> [EXTRAIT RETENU]
#####

Dans le Québec de 2017, ses performances sont loin d’être isolées. A Verdun, une commune populaire en pleine "boboïsation" à l’ouest de Montréal, la Librairie de Verdun a fait une percée spectaculaire. Après avoir racheté et rebaptisé il y a dix ans le petit magasin Sons & lettres, Philippe Sarrazin en a fait une des librairies les plus en vue de l’agglomération montréalaise, avec un développement continu. "L’essor de la librairie procède de la dynamique de l’achat local, inspiré du mouvement "buy local" aux Etats-Unis, et sur un gros travail d’équipe", explique Billy Robinson, l’un des cadres de l’établissement. Au printemps 2016, la Librairie de Verdun a déménagé dans un ancien local industriel de près de 300 m2 qui fut un "magasin général" puis une église baptiste sur la rue Wellington, l’axe central de la commune. Elle intègre un café et est fortement présente sur les réseaux sociaux. Le rayon jeunesse occupe près de la moitié de la surface de vente. "Les ventes ont fortement progressé, de même que la participation à nos activités et la présence des clubs de lecteurs", se réjouit Billy Robinson, lui-même blogueur, chroniqueur à la radio montréalaise CKVL et dans l’émission "La librairie francophone", diffusée en France sur France Inter, qui poursuit : "La clé, c’est de ne pas abandonner. Il faut se battre pour démontrer que les libraires sont là pour apporter du conseil et du service, que nous sommes des spécialistes."

#####

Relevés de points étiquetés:
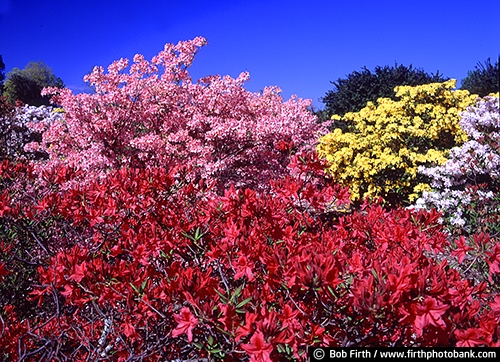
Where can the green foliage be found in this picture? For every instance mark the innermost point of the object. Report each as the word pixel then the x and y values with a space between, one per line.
pixel 26 85
pixel 484 80
pixel 351 94
pixel 391 139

#####

> [CONSIGNE DONNÉE 1]
Recopiez la liste ci-dessus en changeant « green foliage » en « green leaves » et en gardant tout le reste tel quel. Laissez les images de côté.
> [CONSIGNE DONNÉE 2]
Écrivez la suite de l'extrait sur la Librairie de Verdun, s'il vous plaît, à partir de sa dernière phrase.

> [RÉPONSE ATTENDUE 1]
Where can the green leaves be found in this picture? For every instance mark the innermost point of the object. Report each as the word pixel then the x and y values with a space between, one per line.
pixel 26 85
pixel 484 80
pixel 351 94
pixel 391 139

> [RÉPONSE ATTENDUE 2]
Successions et relèves
Au début des années 2010, pourtant, où le marché du livre québécois a plongé (1), l’avenir s’annonçait sombre. Sur moins de quatre ans, l’ALQ a comptabilisé 27 fermetures. Mais le rachat très symbolique, en septembre 2016 à Montréal, d’Olivieri, fleuron de la librairie indépendante, par la grande chaîne Renaud-Bray (45 succursales et 30 à 40 % du marché), tient de l’épiphénomène. "Depuis 2015, il y a eu très peu de fermetures et elles sont plutôt liées à une mauvaise gestion", observe Katherine Fafard, la directrice générale de l’ALQ, qui compte 126 librairies adhérentes, dont une dizaine hors Québec, au Nouveau-Brunswick et en Ontario. Au contraire, les successions et relèves se sont multipliées depuis deux ans : transmissions familiales aux librairies Centrale (Dolbeau), Asselin (Montréal), Marie-Laura (Jonquière), Soleil (Gatineau et Ottawa, avec la participation d’employés), Côte-Nord (Sept-Iles) ou Larico (Chambly) ; reprises par des employés pour Pantoute (2 librairies à Québec), Au boulon d’ancrage (Rouyn-Noranda), Le Fureteur (Saint-Lambert) et L’Exèdre (Trois-Rivières) ; reprises par d’autres acteurs pour Librairie boutique Vénus (Rimouski), Librairie du Portage (Rivière-du-Loup), ABC (La Tuque), Bertrand et la Librairie du Square (Montréal), En marge (Rouyn-Noranda), H. Fournier (Lévis), Le Papetier (Repentigny) ou les Galeries de Granby (Granby). L’ALQ répertorie aussi 9 ouvertures dont la Librairie du Quartier (Québec), Perro (Shawinigan), Canaille (Lac-Mégantic), Bric à Brac (Montréal) ou L’Arlequin (Saint-Sauveur). Sur quatre ans, un tiers des membres de l’ALQ se sont renouvelés.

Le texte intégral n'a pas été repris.